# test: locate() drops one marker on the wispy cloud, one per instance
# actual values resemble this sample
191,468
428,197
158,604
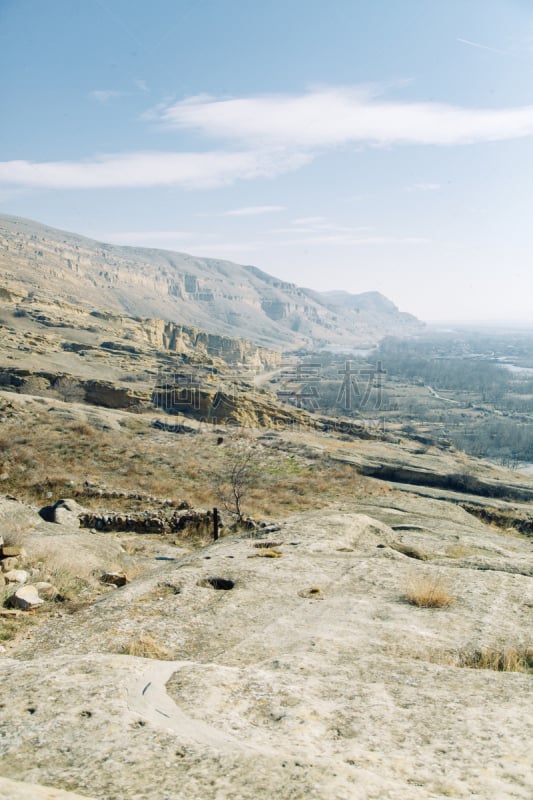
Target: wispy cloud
424,187
483,47
105,95
321,226
337,116
252,211
188,170
142,237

- EXERCISE DIRECTIONS
Output the material word for word, omitting its pictures.

- EXERCISE RESPONSE
# test: locate() drops one marker on the wispy cloud, one per instance
# actual values resemble this sample
191,468
428,197
158,604
Target: wispy cloud
424,187
483,47
105,95
321,226
337,116
252,211
188,170
142,237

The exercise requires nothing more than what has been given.